-- REQUIREMENTS --
(a) In the DAML passage, what does follow from the axioms in the Axiomatic Semantics document about how many fathers a person has?
(b) Condense the paragraph of the DAML passage that opens with "One would expect that it would follow" into one or two shorter sentences that keep its main facts.
(c) Write out the part of the DAML passage starting with "[Every Person is" and going on through "PropertyValue(onProperty, FatherClass, hasFather)", keeping every character as it appears.

━━ PASSAGE PROVIDED ━━

For example, in the DAML Language Walkthrough
http://www.daml.org/2001/03/daml+oil-walkthru.html
the class Person is defined in part as a class of objects having
precisely one father:

<rdfs:subClassOf>
<daml:Restriction daml:cardinality="1">
<daml:onProperty rdf:resource="#hasFather"/>
</daml:Restriction>
</rdfs:subClassOf>

One would expect that it would follow from this that each person has
precisely one father.  In fact, from the axioms in the Axiomatic
Semantics document,
http://www.daml.org/2001/03/axiomatic-semantics-071601.html
it does follow that each person has at least one father, but not, it
seems, that a person cannot have two fathers.

The above restriction can be expressed in axioms (in Specware notation)
as

axiom person-in-fatherclass is
PropertyValue(subClassOf, Person, FatherClass)

[Every Person is in the FatherClass, where FatherClass is the anonymous
restriction, of objects with precisely one father.]

axiom onproperty-of-fatherclass-is-hasfather is
PropertyValue(onProperty, FatherClass, hasFather)

[The onProperty of FatherClass is hasFather.]

axiom cardinality-of-fatherclass-is-one is
PropertyValue(cardinality, FatherClass, 1)

[The cardinality of FatherClass is 1.]

Note that the names attached to axioms are only for our
convenience--they have no logical significance.

From this and the axioms for restrictions we would expect to be able to
prove the following conjecture:

conjecture people-have-at-most-one-father is
fa(i : Element, p1 : Element, p2 : Element)
Type(c, Person) &
PropertyValue(hasFather, i, p1) &
PropertyValue(hasFather, i, p2) =>
p1 = p2

In other words, if a person i has two fathers p1 and p2, then p1 and p2
must be the same.

By properties of lists, to show that p1 and p2 are the same, it suffices
to show that they are both items on a list of length 1. One way to do
this is to appeal to the definition of cardinality,

axiom definition-of-cardinality is
fa(r : Element, p : Element, n : Nat)
((PropertyValue(onProperty, r, p) &
PropertyValue(cardinality, r, n)) =>
(fa(i : Element)
(Type(i, r) <=>
(fa(l : Element)
((NoRepeatsList(l) &
(fa(v : Element)
(Item(l, v) <=>
PropertyValue(p, i, v)))) =>
(length(l) = n))))))

━━━
━━ EXTRACTED ENTRIES ━━

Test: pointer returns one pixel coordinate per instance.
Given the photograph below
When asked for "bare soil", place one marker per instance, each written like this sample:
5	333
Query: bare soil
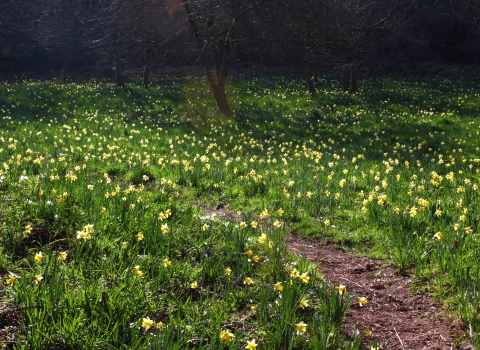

━━━

-- TASK SOLUTIONS --
(a) Each person has at least one father, but it seemingly does not follow that a person cannot have two fathers.

(b) The restriction should imply that every person has exactly one father. The axioms in the Axiomatic Semantics document only yield that each person has at least one father, apparently not that a person cannot have two.

(c)
[Every Person is in the FatherClass, where FatherClass is the anonymous
restriction, of objects with precisely one father.]

axiom onproperty-of-fatherclass-is-hasfather is
PropertyValue(onProperty, FatherClass, hasFather)